## Job
Please edit the lines that open with the one containing "Spot the blurred" and close with the one containing "[(1159, 113)]", changing "glass teapot" to "ceramic teapot" and keeping everything else as it is. Give back only those lines.

## Stored records
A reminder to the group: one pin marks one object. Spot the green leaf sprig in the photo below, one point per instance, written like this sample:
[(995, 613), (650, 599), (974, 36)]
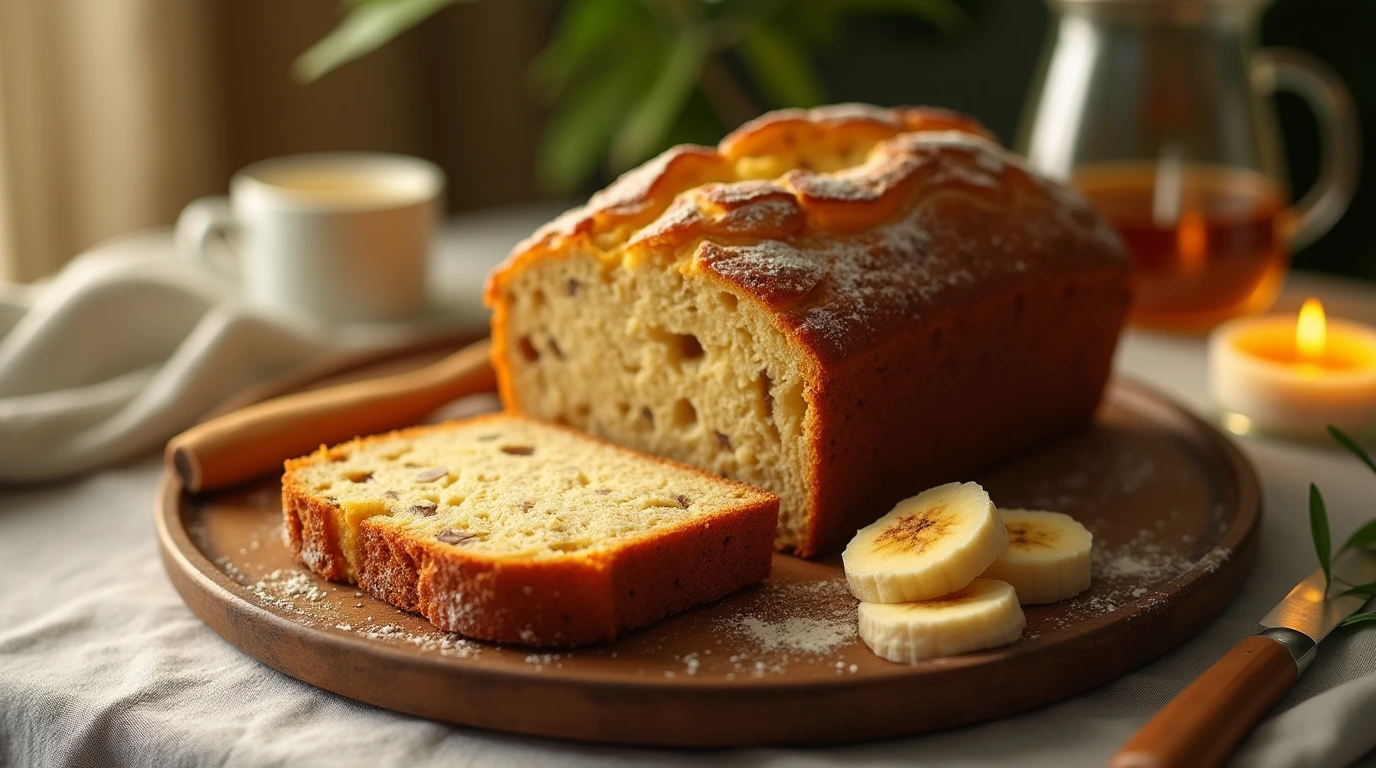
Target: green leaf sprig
[(1364, 537), (629, 77)]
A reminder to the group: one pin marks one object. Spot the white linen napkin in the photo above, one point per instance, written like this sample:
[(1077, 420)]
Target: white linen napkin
[(130, 344)]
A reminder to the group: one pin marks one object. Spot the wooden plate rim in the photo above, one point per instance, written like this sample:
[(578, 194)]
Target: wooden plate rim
[(216, 599)]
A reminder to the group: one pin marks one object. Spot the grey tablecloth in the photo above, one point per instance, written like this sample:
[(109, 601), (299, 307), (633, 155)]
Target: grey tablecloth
[(101, 664)]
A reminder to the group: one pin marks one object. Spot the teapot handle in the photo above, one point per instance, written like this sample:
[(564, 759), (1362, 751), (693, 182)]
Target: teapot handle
[(1287, 69)]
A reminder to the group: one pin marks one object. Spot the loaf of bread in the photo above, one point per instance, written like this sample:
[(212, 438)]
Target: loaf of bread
[(509, 530), (842, 306)]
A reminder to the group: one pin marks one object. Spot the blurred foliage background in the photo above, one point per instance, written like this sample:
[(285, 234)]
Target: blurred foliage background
[(624, 79)]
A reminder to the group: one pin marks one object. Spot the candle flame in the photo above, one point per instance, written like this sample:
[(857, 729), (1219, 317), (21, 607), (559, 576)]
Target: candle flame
[(1312, 331)]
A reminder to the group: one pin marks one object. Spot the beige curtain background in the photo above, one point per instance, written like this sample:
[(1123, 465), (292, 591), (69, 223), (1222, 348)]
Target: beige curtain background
[(116, 113)]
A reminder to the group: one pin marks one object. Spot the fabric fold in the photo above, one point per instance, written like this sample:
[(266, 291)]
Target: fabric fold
[(131, 344)]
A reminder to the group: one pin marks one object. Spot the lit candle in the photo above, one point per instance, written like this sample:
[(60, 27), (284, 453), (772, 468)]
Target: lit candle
[(1294, 376)]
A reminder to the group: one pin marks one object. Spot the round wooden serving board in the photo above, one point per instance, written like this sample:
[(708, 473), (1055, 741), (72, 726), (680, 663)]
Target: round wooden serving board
[(1173, 505)]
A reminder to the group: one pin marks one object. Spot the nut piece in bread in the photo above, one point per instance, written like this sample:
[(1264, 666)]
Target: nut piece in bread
[(515, 531), (844, 306)]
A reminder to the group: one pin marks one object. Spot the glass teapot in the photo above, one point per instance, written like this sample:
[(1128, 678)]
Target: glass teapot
[(1159, 113)]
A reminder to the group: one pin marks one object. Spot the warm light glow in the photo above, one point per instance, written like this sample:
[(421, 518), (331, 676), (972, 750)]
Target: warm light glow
[(1192, 241), (1312, 331)]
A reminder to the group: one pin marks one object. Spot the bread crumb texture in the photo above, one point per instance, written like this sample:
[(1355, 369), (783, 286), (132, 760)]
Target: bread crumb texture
[(512, 530), (747, 308)]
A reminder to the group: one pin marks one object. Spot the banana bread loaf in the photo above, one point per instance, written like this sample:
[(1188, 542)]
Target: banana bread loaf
[(842, 306), (516, 531)]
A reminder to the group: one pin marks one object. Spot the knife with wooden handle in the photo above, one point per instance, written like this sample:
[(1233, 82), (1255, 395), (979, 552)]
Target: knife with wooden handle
[(1207, 720), (256, 439)]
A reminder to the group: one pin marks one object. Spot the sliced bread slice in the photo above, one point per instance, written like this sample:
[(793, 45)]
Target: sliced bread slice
[(512, 530)]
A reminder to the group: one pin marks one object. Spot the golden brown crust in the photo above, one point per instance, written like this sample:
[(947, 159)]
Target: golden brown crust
[(932, 233), (551, 602)]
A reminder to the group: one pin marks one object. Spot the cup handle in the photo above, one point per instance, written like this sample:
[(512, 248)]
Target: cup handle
[(1287, 69), (198, 222)]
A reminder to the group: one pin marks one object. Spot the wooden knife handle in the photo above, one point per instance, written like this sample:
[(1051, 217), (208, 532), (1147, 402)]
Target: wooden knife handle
[(255, 441), (1201, 726)]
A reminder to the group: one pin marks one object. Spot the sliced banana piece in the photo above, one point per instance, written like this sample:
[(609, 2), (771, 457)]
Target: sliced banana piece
[(981, 615), (930, 545), (1047, 558)]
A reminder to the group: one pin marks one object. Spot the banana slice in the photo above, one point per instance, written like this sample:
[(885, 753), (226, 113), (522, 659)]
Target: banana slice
[(981, 615), (930, 545), (1047, 558)]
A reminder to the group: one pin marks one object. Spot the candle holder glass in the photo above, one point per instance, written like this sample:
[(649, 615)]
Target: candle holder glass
[(1265, 383), (1157, 112)]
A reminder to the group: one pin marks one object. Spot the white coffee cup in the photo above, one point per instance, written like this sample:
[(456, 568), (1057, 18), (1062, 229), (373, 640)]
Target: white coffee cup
[(328, 237)]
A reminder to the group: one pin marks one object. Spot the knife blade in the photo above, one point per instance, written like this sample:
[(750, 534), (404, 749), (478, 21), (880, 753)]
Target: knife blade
[(1203, 724), (1307, 611)]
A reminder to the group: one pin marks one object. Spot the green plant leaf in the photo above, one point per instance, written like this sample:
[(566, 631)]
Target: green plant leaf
[(1358, 618), (679, 72), (577, 134), (1353, 446), (780, 68), (1361, 589), (1318, 527), (585, 29), (368, 26)]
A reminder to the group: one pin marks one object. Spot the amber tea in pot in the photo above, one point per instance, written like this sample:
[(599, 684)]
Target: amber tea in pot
[(1157, 112)]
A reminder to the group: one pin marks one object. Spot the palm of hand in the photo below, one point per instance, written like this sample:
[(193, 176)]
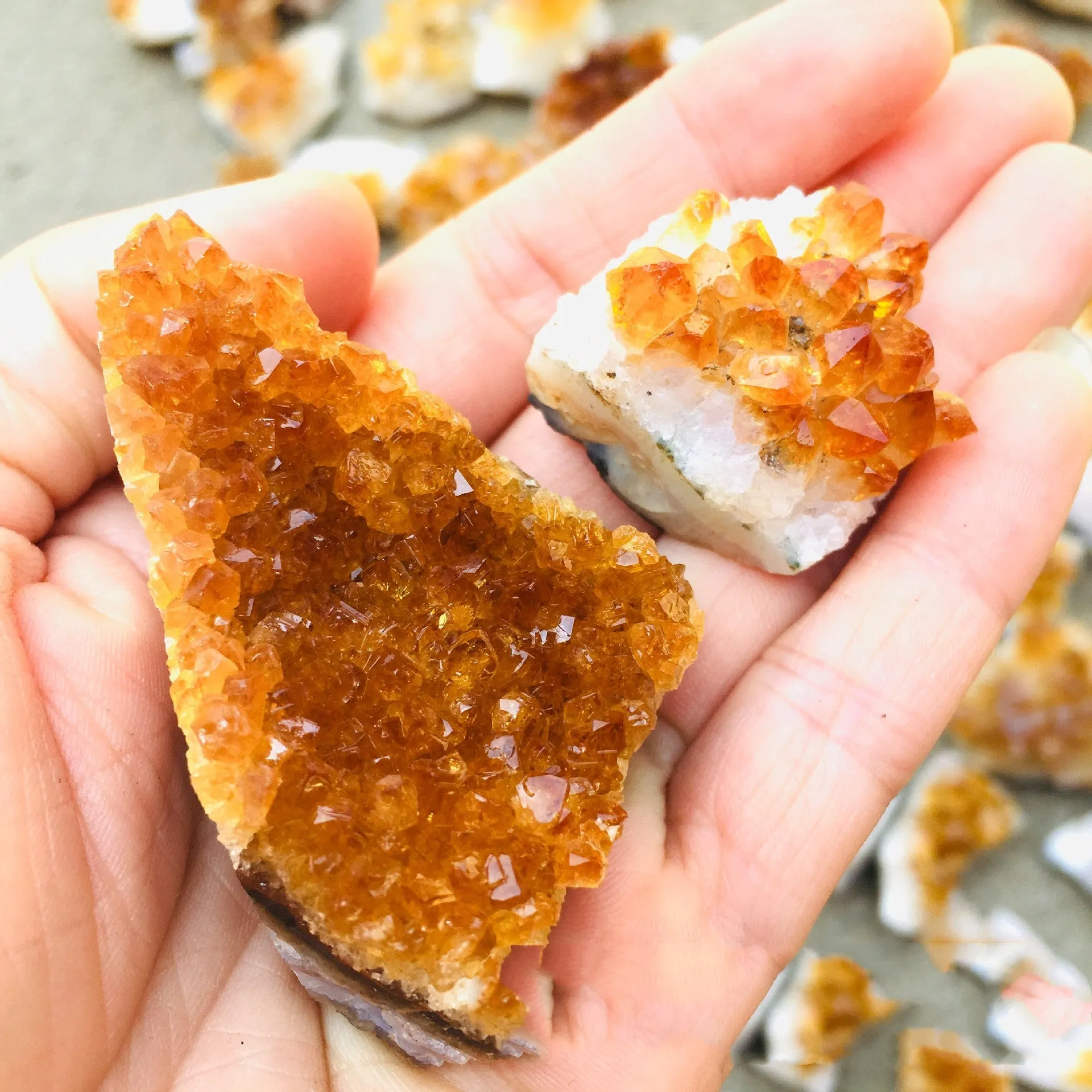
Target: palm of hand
[(129, 957)]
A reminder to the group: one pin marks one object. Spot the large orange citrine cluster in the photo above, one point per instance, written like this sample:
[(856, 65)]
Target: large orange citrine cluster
[(410, 680), (1030, 710), (819, 346), (839, 1003)]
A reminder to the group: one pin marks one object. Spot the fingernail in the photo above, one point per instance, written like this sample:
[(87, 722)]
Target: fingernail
[(1062, 341)]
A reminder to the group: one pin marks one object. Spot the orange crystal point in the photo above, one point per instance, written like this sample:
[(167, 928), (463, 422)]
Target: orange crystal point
[(1029, 710), (826, 332), (454, 178), (933, 1061), (410, 680), (839, 1003), (650, 291), (961, 814), (614, 73)]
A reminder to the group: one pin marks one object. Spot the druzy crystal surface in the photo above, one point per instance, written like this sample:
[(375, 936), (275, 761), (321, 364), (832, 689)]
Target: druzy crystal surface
[(933, 1061), (614, 73), (746, 376), (818, 346), (959, 816), (454, 178), (1030, 710), (410, 680), (838, 1003)]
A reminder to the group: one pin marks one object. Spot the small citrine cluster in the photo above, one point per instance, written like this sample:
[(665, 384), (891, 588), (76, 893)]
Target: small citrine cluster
[(838, 1004), (960, 816), (942, 1062), (411, 681), (454, 178), (830, 371), (1030, 711), (614, 73)]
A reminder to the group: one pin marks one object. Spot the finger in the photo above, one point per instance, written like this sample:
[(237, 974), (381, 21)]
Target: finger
[(797, 764), (785, 98), (924, 173), (106, 517), (1019, 259), (994, 103), (56, 441)]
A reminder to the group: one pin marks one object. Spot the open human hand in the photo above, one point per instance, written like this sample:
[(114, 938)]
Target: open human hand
[(130, 959)]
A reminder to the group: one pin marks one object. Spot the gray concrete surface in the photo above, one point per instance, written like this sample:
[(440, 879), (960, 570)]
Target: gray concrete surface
[(89, 123)]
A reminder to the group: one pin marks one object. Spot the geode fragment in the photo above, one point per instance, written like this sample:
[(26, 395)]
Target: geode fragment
[(411, 680), (746, 377), (1029, 712), (821, 1007)]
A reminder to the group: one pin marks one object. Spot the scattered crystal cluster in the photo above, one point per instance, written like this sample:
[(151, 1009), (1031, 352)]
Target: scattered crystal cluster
[(614, 73), (812, 1019), (522, 45), (420, 67), (953, 813), (454, 178), (933, 1061), (410, 680), (1030, 710), (746, 376)]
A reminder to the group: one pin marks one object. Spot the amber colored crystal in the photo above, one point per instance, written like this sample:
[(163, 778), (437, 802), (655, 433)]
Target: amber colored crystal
[(236, 32), (961, 814), (1030, 710), (838, 1004), (233, 169), (825, 334), (1072, 63), (454, 178), (258, 94), (650, 291), (607, 79), (411, 681), (942, 1062), (540, 18)]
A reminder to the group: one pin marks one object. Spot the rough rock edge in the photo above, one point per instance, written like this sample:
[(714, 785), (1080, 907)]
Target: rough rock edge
[(369, 1004)]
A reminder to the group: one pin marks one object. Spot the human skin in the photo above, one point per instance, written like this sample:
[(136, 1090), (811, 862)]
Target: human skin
[(129, 957)]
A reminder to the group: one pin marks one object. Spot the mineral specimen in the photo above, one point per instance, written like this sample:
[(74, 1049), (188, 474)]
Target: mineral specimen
[(1069, 849), (419, 67), (613, 73), (1082, 9), (236, 32), (523, 44), (379, 168), (154, 22), (1030, 710), (453, 178), (410, 680), (953, 814), (816, 1018), (269, 105), (1003, 948), (746, 376), (933, 1061), (1073, 64)]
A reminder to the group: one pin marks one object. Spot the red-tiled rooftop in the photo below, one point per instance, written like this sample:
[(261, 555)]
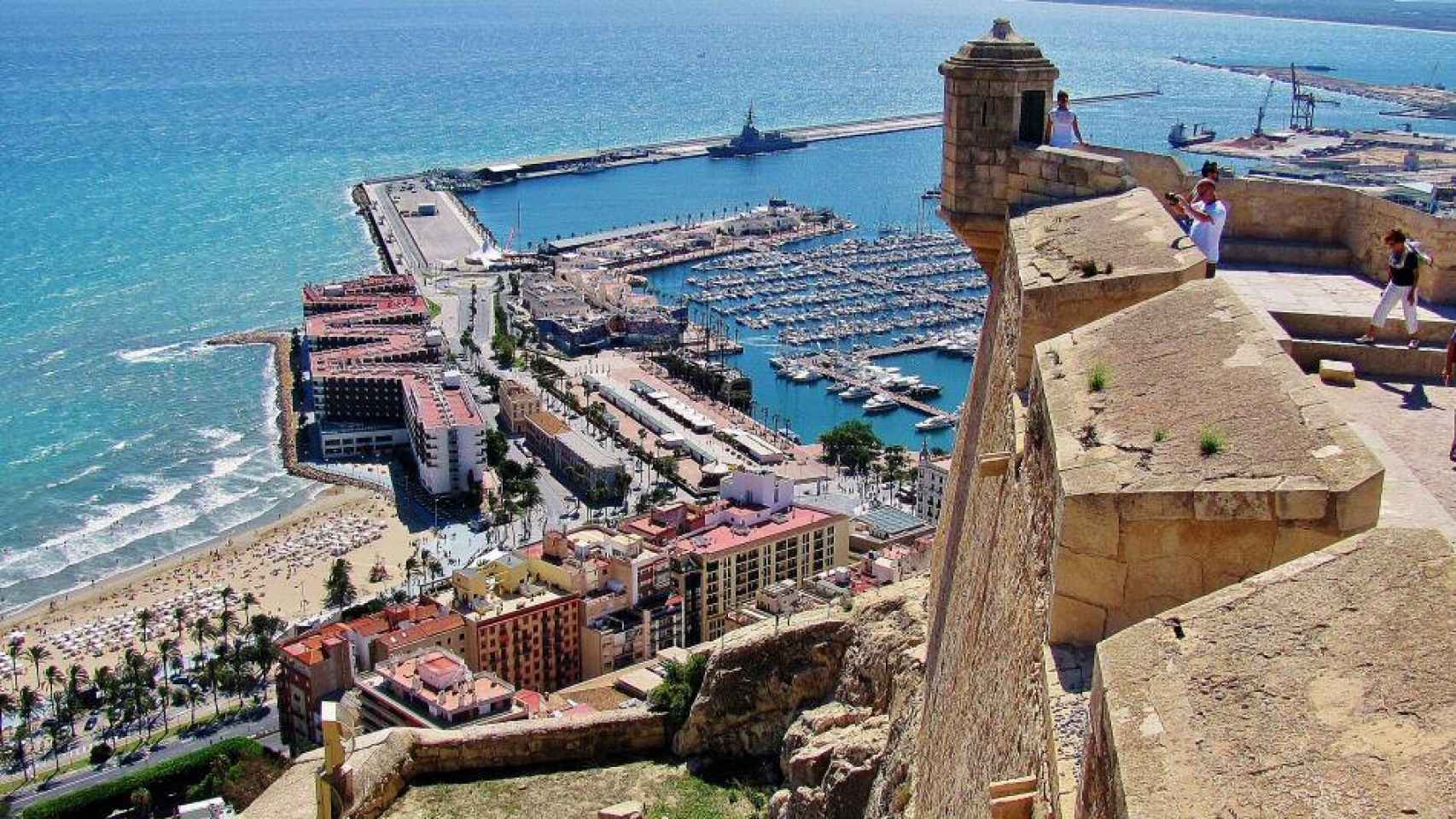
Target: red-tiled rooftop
[(422, 630), (724, 538)]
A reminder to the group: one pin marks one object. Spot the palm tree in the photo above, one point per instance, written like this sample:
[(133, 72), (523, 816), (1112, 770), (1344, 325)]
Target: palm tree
[(53, 678), (28, 700), (179, 620), (193, 699), (6, 707), (202, 631), (226, 623), (168, 653), (144, 619), (37, 655), (15, 665), (213, 684), (74, 680), (54, 730), (411, 566)]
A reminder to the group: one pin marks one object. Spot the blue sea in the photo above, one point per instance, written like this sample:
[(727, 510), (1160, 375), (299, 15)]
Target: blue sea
[(177, 169)]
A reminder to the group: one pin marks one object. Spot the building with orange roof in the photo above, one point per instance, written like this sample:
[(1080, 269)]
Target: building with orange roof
[(753, 536), (434, 688), (322, 664), (312, 670), (574, 457), (376, 381)]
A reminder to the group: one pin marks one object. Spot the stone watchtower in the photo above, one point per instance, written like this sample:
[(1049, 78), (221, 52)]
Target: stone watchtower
[(998, 90)]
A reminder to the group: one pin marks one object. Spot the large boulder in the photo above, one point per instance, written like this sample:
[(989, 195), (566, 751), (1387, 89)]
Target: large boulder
[(756, 687)]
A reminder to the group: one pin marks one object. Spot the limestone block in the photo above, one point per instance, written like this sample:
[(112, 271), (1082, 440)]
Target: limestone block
[(1149, 540), (1075, 621), (1089, 524), (1301, 503), (1228, 503), (1155, 505), (622, 810), (1359, 508), (1089, 579), (1337, 371), (1177, 577), (1139, 610)]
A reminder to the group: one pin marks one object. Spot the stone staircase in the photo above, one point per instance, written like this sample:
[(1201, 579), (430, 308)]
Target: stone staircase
[(1331, 336), (1284, 253), (1321, 311)]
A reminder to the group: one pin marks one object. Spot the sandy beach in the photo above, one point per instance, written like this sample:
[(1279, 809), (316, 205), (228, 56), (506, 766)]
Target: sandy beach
[(282, 563)]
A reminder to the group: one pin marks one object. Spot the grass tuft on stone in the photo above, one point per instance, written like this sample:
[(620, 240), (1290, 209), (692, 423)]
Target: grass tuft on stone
[(1212, 441)]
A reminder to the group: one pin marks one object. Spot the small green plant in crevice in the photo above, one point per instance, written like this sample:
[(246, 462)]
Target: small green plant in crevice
[(1212, 441), (1089, 268)]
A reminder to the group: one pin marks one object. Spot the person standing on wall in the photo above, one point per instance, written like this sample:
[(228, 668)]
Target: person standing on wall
[(1063, 130), (1406, 276), (1208, 216)]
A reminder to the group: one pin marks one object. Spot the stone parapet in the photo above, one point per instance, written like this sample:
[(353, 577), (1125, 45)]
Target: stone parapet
[(1041, 175), (381, 764), (1130, 241), (1191, 454), (1267, 212), (1318, 688)]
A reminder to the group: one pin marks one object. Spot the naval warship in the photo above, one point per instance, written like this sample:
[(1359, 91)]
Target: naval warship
[(753, 142)]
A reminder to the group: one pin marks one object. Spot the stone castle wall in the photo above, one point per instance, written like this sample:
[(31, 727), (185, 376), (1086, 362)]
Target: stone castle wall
[(985, 697), (1280, 212), (385, 763)]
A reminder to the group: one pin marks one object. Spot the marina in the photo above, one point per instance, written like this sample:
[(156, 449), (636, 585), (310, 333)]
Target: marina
[(847, 291)]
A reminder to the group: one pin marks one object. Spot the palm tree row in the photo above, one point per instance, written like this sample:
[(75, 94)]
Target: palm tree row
[(235, 655)]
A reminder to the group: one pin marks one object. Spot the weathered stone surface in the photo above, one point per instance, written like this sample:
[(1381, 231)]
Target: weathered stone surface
[(1089, 524), (622, 810), (1353, 639), (1089, 579), (756, 687)]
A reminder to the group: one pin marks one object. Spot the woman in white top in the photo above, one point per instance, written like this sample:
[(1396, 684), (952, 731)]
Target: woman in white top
[(1062, 125)]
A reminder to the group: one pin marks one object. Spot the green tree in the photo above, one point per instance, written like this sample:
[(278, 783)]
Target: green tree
[(37, 655), (6, 707), (896, 463), (852, 445), (144, 620), (495, 447), (338, 590), (678, 688)]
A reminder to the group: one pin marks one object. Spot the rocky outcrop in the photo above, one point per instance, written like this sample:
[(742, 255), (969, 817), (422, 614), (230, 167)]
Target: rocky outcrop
[(756, 687), (836, 701)]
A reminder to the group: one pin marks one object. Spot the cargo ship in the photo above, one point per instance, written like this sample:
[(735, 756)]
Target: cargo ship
[(752, 142)]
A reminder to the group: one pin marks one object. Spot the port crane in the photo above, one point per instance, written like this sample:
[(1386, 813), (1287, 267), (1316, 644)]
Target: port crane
[(1258, 125), (1302, 103)]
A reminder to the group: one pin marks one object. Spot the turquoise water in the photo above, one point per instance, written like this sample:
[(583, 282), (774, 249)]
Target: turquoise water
[(177, 169)]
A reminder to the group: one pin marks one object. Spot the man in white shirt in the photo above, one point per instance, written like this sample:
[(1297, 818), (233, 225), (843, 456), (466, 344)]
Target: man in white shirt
[(1208, 216), (1063, 130)]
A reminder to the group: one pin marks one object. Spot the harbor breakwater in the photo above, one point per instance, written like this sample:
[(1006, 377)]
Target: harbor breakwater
[(286, 404)]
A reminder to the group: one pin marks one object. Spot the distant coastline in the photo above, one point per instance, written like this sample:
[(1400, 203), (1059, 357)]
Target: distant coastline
[(1435, 16)]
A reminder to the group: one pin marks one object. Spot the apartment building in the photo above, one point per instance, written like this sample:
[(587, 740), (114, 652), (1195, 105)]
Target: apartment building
[(754, 536)]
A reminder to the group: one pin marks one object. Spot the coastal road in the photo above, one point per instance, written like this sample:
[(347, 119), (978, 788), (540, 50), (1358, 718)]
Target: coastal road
[(393, 224), (264, 729)]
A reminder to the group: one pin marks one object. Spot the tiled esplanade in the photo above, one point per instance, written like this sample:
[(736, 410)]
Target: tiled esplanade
[(998, 90)]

## Exercise response
A reminder to the group: one pin marks one object. Spot the blurred foliage background in the photo above, one point per instance, written like this sample:
[(285, 234)]
Target: blurred foliage background
[(624, 79)]
A reminder to the group: one pin marks one object. Spot the candle flame in the photo above, one point per instance, written like this sample:
[(857, 729), (1219, 317), (21, 607), (559, 576)]
Target: candle flame
[(1312, 331)]
A reminder to the group: one pin marks one object. Spot the beige curtain background in the photo above, one point per instance, written like this sample:
[(1123, 465), (292, 591), (69, 223), (1222, 348)]
Target: beige curtain background
[(116, 113)]
A reminder to the group: one pin marks one object. Spot the fabric fold in the photo above, one point per instance, written like this sample:
[(266, 291)]
Target: fabric fold
[(131, 344)]
A reminder to the group: one pin marks one object. Spot the lit candle in the photo above, one point per instance, written like this sample:
[(60, 27), (284, 453), (772, 468)]
Target: lit candle
[(1294, 376)]
A reminder to the group: one pin marks one object. Spot the round wooden serving board in the photo above, one point per instance, written like this sample:
[(708, 473), (1055, 741), (72, 726), (680, 663)]
Target: round wooden serving board
[(1173, 505)]
A reminder to the group: one pin marks one object. Spot the nut piece in bread in the photo above, one point per instance, written like this sample:
[(1264, 666)]
Target: nut piece in bread
[(515, 531), (844, 306)]
A reminder to the group: one pin marks one object. Spot the ceramic teapot in the photo above, one point per instance, written like this sample:
[(1128, 678)]
Target: ceramic teapot
[(1159, 113)]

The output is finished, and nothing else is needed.